> [INFORMATION PROVIDED]:
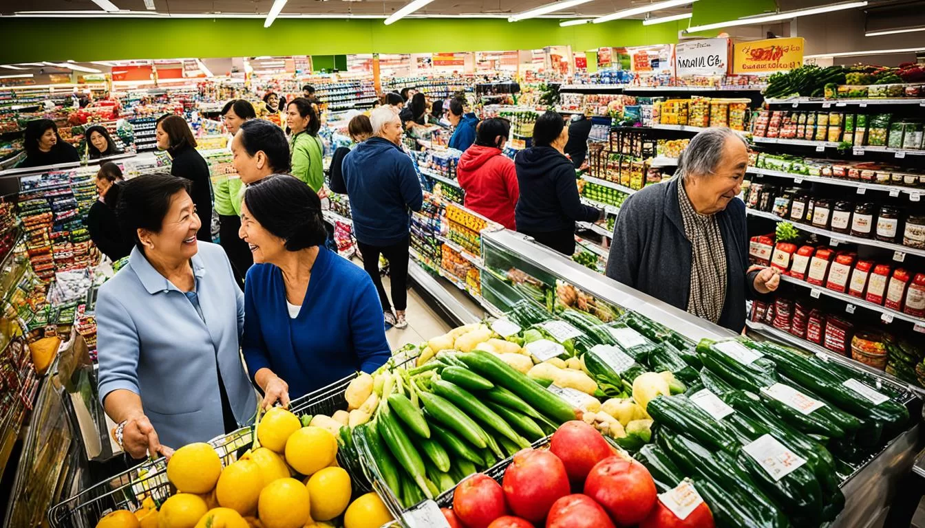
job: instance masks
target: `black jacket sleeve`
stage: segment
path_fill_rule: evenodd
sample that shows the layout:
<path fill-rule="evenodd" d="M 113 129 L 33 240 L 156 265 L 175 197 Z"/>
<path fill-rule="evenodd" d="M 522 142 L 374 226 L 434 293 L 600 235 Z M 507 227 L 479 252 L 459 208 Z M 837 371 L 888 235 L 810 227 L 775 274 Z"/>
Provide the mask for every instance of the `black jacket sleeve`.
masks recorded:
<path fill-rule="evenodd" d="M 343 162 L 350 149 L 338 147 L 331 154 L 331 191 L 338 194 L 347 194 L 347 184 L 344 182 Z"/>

> [PROBLEM DETAILS]: Quote the rows above line for line, keeping every character the same, and leave out the pictures.

> [CORRECT OUTPUT]:
job: instance masks
target: `black jacket sleeve`
stage: segment
path_fill_rule: evenodd
sample that shows the layout:
<path fill-rule="evenodd" d="M 113 129 L 33 240 L 156 265 L 175 197 Z"/>
<path fill-rule="evenodd" d="M 522 142 L 374 226 L 434 293 L 600 235 Z M 507 227 L 479 252 L 459 208 Z M 837 371 L 888 235 L 810 227 L 775 274 Z"/>
Provide the mask for every instance of the `black jacket sleeve`.
masks recorded:
<path fill-rule="evenodd" d="M 343 162 L 350 149 L 338 147 L 331 154 L 331 191 L 338 194 L 347 194 L 347 184 L 344 182 Z"/>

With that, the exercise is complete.